### [WHAT YOU NEED TO DO]
Rewrite all of the entries below as a numbered list, and omit any blank lines.
--- Begin RECORDS TO USE ---
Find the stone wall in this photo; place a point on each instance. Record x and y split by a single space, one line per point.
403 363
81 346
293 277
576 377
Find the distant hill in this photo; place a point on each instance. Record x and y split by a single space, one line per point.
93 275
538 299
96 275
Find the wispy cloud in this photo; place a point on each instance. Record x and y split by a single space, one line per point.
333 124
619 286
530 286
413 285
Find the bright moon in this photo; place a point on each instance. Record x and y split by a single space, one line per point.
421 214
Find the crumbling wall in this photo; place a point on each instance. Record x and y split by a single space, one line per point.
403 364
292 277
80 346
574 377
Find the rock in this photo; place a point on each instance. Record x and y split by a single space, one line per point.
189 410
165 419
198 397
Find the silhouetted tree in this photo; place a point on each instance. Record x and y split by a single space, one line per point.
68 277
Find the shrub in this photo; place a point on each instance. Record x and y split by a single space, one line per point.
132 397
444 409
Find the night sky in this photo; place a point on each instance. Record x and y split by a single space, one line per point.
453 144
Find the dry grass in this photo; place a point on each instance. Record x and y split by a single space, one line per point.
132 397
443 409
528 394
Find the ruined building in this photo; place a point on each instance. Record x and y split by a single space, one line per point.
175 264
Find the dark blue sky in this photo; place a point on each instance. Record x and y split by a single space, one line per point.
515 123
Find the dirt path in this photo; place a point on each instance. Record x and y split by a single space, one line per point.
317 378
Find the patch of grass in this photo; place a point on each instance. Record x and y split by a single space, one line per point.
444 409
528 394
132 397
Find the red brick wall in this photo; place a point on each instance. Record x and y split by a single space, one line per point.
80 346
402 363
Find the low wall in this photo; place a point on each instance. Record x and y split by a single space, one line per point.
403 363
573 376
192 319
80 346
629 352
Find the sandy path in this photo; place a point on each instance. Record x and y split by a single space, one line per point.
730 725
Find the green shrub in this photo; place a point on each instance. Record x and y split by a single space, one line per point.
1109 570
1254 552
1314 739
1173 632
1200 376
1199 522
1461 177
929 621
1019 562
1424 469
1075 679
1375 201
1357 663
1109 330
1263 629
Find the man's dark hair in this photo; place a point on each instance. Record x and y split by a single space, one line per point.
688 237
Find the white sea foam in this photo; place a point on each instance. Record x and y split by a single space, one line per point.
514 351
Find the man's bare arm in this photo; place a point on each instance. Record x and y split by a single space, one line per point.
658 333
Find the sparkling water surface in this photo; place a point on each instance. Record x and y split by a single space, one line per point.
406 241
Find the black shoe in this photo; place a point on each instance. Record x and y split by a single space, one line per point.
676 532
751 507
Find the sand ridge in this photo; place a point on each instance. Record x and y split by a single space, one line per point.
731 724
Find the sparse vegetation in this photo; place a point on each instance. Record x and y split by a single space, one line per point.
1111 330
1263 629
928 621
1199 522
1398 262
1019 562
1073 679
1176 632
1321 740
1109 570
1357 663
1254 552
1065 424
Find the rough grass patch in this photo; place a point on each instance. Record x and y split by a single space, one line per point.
--- End RECORDS TO USE ---
### [RESULT OF THIS EXERCISE]
1. Find the stone wall in this photo; place a point on each instance. Record x and y split by a single space, one line per point.
2. 403 363
3. 81 346
4. 293 277
5. 576 377
6. Find the distant hill in this photo; place a point on each instance. Record x and y split by a single space, one line per point.
7. 93 275
8. 538 299
9. 96 275
10. Find the wispy cloud in this photo; place a point on each instance. Record x and y split by a single space, one line per point.
11. 333 124
12. 619 286
13. 530 286
14. 413 285
15. Find the bright moon in this photo; place a point on each instance. Record x and y split by a single space, one line per point.
16. 421 214
17. Find the crumbling wall in this photo; place a point on each instance. Record x and y split by a single space, one line per point.
18. 403 364
19. 292 277
20. 80 346
21. 574 377
22. Find the rock in this photo; place a point on each instance. Record x and y split by a single space, one line per point.
23. 189 410
24. 165 419
25. 198 397
26. Find the silhouetted tree in this photo; place a point on each instance. Record x and y split by a single space, one line per point.
27. 68 277
28. Find the shrub in this photo; place a point on each instance. Record x and y split by a single space, one line per point.
29. 132 397
30. 444 409
31. Find the night sky in this photo; place a point on each instance. Record x and y split by a single space, one line per point.
32. 453 144
33. Find the dry grass in this photo; place a point on each instance. Record x and y split by a single space, one line per point.
34. 132 397
35. 443 409
36. 528 394
37. Find the ruined building in this photo; place a point on each instance. Record x and y split by a single space, one line per point.
38. 175 264
39. Find the dark blue sky in this photo; place a point on each instance. Record x and y split by a single space, one line per point.
40. 515 123
41. Find the dirt path in this photo; place a point on each instance. Record x and y split by a single space, one line per point.
42. 317 378
43. Find the patch of grass in this photo; place a point on each instance. Record x and y split by a single space, one line per point.
44. 444 409
45. 528 394
46. 132 397
47. Find the red brick wall in this photo; place a point on each instance. Record x and y split by a single space, one line per point.
48. 80 346
49. 402 363
50. Find the low wall in this photo; place a point on each instance. Record x and y split by a single space, one line per point.
51. 403 363
52. 573 376
53. 192 319
54. 80 346
55. 629 352
56. Find the sandy path in this photo; place a point on each instance. Record x and y split by a single space, one line per point.
57. 730 725
58. Find the green shrub in this photo; place a point on each instance. Record x and y split by a single space, one line per point.
59. 1109 570
60. 1254 552
61. 1314 739
62. 1173 632
63. 1200 376
64. 1199 522
65. 1461 177
66. 929 621
67. 1019 562
68. 1424 469
69. 1075 679
70. 1375 201
71. 1357 663
72. 1109 330
73. 1263 629
74. Find the man's dark hair in this photo; place a point on each instance. Record x and y split by a single space, one line per point.
75. 688 237
76. Find the white sea foam in this photo; place a point on each instance. Record x and y split by a single space, one line per point.
77. 514 351
78. Find the man's bare arm in this photo; place a point on each instance. Record x and y split by a single space, one line per point.
79. 658 333
80. Find the sparkling water surface in this photo; place a point on each instance. Record x and y split by a single space, one line per point.
81. 406 241
82. Find the black shoe in this photo; place a point on each instance. Record x and y split by a single space, one line per point.
83. 676 532
84. 751 507
85. Find the sand ridge in this photo; place a point on each instance. Record x and y split by a single space, one line per point.
86. 731 724
87. Find the sparse vegetation in this photo; place a point on each instance. Record x and y split by a single space, one line per point.
88. 1111 330
89. 1263 629
90. 928 621
91. 1199 522
92. 1398 262
93. 1019 562
94. 1073 679
95. 1176 632
96. 1321 740
97. 1109 570
98. 1357 663
99. 1254 552
100. 1065 424
101. Find the rough grass patch in this photo; place a point on each instance. Record x and y split by a single space, one line per point.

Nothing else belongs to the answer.